=== OBJECTIVE ===
Reproduce every one of the lines below word for word, omitting the pictures from your answer.

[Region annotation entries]
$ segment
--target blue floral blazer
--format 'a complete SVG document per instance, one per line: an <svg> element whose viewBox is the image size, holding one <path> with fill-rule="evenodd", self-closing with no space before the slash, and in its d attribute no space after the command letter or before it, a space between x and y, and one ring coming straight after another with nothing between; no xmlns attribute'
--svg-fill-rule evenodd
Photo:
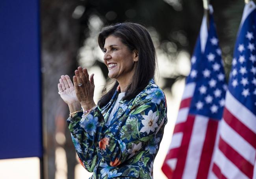
<svg viewBox="0 0 256 179"><path fill-rule="evenodd" d="M151 179L153 163L167 122L166 100L152 80L134 98L121 100L106 123L118 94L87 115L67 120L80 161L91 179Z"/></svg>

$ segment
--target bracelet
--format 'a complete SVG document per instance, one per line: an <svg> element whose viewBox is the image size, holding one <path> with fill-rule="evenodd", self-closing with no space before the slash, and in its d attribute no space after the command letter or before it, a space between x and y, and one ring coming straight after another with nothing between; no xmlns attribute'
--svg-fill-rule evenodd
<svg viewBox="0 0 256 179"><path fill-rule="evenodd" d="M95 105L93 107L93 108L91 109L89 109L88 110L83 111L83 114L87 114L87 113L89 113L91 111L93 111L93 110L95 109L97 107L98 107L98 105Z"/></svg>
<svg viewBox="0 0 256 179"><path fill-rule="evenodd" d="M76 111L73 112L72 113L69 113L69 117L70 117L71 116L71 115L74 114L76 114L78 113L79 113L80 112L83 112L83 110L81 110L77 111Z"/></svg>

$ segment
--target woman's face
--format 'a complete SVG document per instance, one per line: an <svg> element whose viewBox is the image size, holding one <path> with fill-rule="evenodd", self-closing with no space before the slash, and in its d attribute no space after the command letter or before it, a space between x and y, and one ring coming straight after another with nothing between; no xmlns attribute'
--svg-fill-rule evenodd
<svg viewBox="0 0 256 179"><path fill-rule="evenodd" d="M108 69L109 77L119 82L130 79L134 74L134 62L138 59L135 51L130 51L119 38L113 35L106 38L104 51L104 62Z"/></svg>

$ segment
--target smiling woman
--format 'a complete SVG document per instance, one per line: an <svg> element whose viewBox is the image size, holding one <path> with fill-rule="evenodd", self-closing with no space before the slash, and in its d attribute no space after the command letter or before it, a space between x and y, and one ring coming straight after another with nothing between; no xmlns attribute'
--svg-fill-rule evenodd
<svg viewBox="0 0 256 179"><path fill-rule="evenodd" d="M155 49L147 30L126 22L104 27L98 42L114 87L96 105L93 74L75 71L58 84L68 105L69 128L91 179L152 178L153 163L167 122L162 90L155 84ZM82 109L80 110L82 106Z"/></svg>

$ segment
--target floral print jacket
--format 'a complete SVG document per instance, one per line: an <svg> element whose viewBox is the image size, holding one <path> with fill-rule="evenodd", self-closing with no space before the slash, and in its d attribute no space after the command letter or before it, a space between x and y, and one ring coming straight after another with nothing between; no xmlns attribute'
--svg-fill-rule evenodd
<svg viewBox="0 0 256 179"><path fill-rule="evenodd" d="M91 179L151 179L153 163L167 122L163 91L153 80L134 98L120 101L106 122L119 92L107 105L67 121L73 142Z"/></svg>

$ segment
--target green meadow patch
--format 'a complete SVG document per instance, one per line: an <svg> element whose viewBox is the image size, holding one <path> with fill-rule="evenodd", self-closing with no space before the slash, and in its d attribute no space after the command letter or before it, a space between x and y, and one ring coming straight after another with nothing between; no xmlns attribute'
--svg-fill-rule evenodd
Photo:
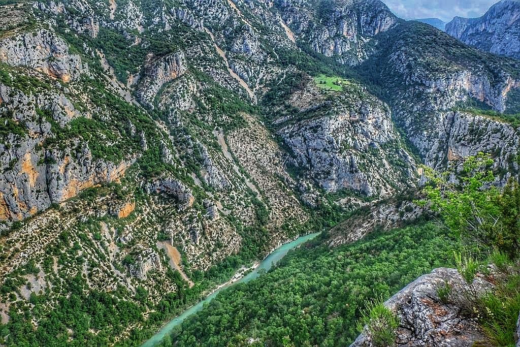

=== RIGHT ANSWER ===
$ segment
--target blue floral blazer
--format 'a complete SVG document per instance, one per line: an <svg> element whose viewBox is the image size, holding one <path> with fill-rule="evenodd", self-closing with no space before the slash, and in its d attribute no space after the command letter or before it, a space between x and y, and one ring coming straight after another with nothing between; no xmlns attribute'
--svg-fill-rule evenodd
Photo:
<svg viewBox="0 0 256 179"><path fill-rule="evenodd" d="M151 179L153 163L167 122L166 100L152 80L134 98L121 100L106 123L118 94L87 115L67 120L80 161L91 179Z"/></svg>

$ segment
--target bracelet
--format 'a complete SVG document per instance, one per line: an <svg> element whose viewBox is the image size, holding one <path> with fill-rule="evenodd", self-closing with no space before the slash, and in its d attribute no space after the command letter or before it, a space between x and y, and one ring coming straight after another with nothing between; no xmlns attribute'
--svg-fill-rule evenodd
<svg viewBox="0 0 256 179"><path fill-rule="evenodd" d="M95 105L93 107L93 108L91 109L89 109L88 110L83 111L83 114L87 114L87 113L89 113L91 111L93 111L93 110L95 109L97 107L98 107L98 105Z"/></svg>
<svg viewBox="0 0 256 179"><path fill-rule="evenodd" d="M76 111L73 112L72 113L69 113L69 117L70 117L71 116L71 115L74 114L76 114L78 113L79 113L80 112L83 112L83 110L81 110L77 111Z"/></svg>

$ segment
--target woman's face
--format 'a complete SVG document per instance, one per line: an <svg> element whose viewBox is the image size, holding one <path> with fill-rule="evenodd", self-closing with no space before the slash, and in its d attribute no space after the command letter or before it, a space between x and y, and one ring coming straight after another with nothing between; no xmlns attribute'
--svg-fill-rule evenodd
<svg viewBox="0 0 256 179"><path fill-rule="evenodd" d="M108 69L109 77L119 82L130 79L134 74L134 62L138 59L135 51L130 51L119 38L113 35L106 38L104 51L104 62Z"/></svg>

$ segment
--target smiling woman
--format 'a complete SVG document per instance, one per line: an <svg> element whose viewBox is the image size, holding one <path> with fill-rule="evenodd", self-closing with no space before the slash, and in its d attribute no space after the command letter or before it, a space between x and y, and one ring coming straight after another with nothing between; no xmlns attribute'
--svg-fill-rule evenodd
<svg viewBox="0 0 256 179"><path fill-rule="evenodd" d="M155 49L147 30L126 22L104 27L98 42L114 87L96 105L93 74L75 71L58 84L68 105L69 128L91 179L152 178L153 163L167 122L162 90L155 84ZM82 109L80 110L82 106Z"/></svg>

$ segment
--target floral print jacket
--format 'a complete SVG document per instance, one per line: an <svg> element whose viewBox is the image size, holding one <path> with fill-rule="evenodd", self-closing with no space before the slash, and in its d attribute no space after the command letter or before it, a space between x and y, and one ring coming straight after another with nothing between; no xmlns attribute'
--svg-fill-rule evenodd
<svg viewBox="0 0 256 179"><path fill-rule="evenodd" d="M91 179L151 179L153 163L167 122L163 91L153 80L134 98L120 101L106 122L119 92L107 105L67 121L73 142Z"/></svg>

$ segment
--target green meadow patch
--format 'a complete SVG document per instance, one per line: an <svg> element whose viewBox is the image size, holding one <path> with fill-rule="evenodd", self-closing with no space before the slash, and in its d attribute no space after the command letter or before it, a space between x and y, and one ring coming straight after another with nothing between; no xmlns attribute'
--svg-fill-rule evenodd
Photo:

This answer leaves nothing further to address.